*TASK BRIEF*: How many lines in the listing below contain the string "plate", matching case exactly? Give only the number.

*DATASET*:
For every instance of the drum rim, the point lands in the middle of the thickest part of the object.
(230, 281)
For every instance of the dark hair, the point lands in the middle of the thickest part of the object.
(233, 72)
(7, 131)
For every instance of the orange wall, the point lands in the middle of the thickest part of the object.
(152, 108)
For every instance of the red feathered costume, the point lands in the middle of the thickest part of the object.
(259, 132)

---

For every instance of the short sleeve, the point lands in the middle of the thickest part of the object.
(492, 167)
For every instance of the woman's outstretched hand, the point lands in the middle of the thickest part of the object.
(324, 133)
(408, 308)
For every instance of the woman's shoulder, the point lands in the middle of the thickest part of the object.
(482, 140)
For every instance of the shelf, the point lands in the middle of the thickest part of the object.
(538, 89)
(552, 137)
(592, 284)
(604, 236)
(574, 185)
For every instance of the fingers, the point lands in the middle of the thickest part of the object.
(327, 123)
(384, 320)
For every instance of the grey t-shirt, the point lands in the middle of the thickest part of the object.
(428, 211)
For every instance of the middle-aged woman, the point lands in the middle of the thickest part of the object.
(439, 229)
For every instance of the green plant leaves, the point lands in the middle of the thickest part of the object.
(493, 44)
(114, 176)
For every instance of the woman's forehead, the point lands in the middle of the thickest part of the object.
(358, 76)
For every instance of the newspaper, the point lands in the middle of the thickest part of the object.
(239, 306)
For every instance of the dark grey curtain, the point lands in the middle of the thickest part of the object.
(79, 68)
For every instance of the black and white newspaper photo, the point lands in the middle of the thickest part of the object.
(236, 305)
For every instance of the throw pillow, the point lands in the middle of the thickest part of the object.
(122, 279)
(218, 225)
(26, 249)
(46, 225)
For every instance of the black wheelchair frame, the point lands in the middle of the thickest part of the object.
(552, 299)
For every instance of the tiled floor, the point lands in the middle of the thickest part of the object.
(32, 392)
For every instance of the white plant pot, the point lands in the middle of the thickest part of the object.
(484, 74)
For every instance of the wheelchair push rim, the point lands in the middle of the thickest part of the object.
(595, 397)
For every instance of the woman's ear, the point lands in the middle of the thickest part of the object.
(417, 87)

...

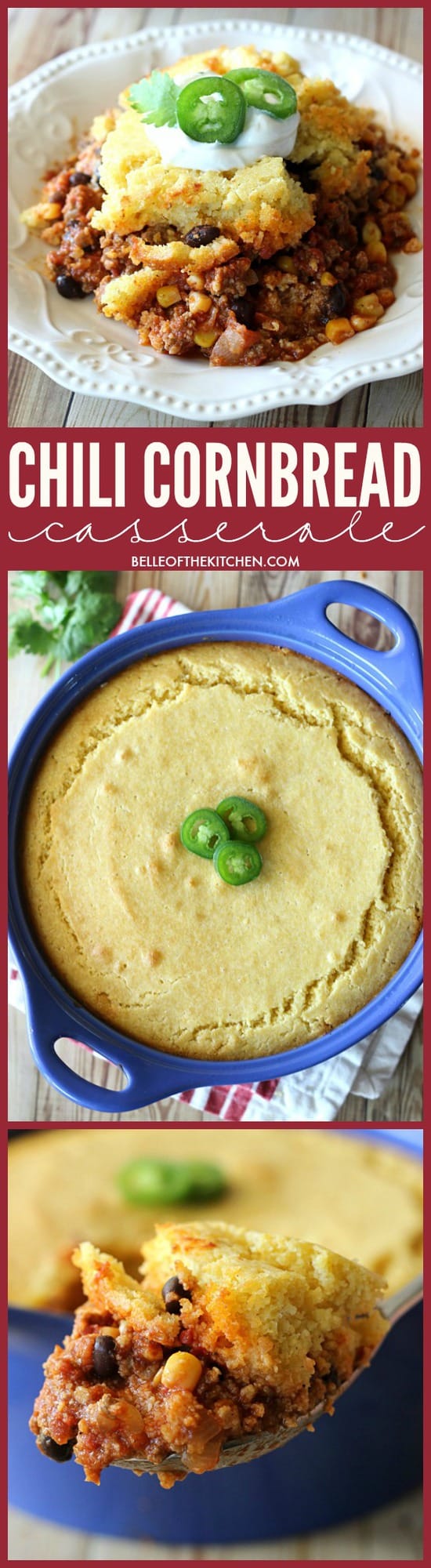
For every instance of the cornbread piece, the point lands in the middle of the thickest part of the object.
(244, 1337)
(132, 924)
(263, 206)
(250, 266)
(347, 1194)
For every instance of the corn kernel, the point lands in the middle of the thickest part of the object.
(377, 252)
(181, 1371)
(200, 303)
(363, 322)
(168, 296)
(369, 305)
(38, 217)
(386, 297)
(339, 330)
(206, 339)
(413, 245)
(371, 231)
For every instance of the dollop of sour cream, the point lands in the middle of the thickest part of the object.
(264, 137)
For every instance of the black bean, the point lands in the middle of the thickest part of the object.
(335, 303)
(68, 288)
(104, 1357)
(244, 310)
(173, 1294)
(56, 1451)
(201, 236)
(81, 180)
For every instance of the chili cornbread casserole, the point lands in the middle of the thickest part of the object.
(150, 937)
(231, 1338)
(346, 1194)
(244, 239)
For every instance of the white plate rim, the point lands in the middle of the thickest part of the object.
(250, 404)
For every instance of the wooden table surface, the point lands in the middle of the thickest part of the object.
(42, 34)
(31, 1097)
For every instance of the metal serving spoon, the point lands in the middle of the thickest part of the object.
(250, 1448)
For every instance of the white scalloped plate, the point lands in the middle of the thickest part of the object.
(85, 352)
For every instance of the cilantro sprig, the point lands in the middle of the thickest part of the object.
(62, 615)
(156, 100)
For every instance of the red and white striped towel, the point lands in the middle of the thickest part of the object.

*EXPECTED ANSWER*: 2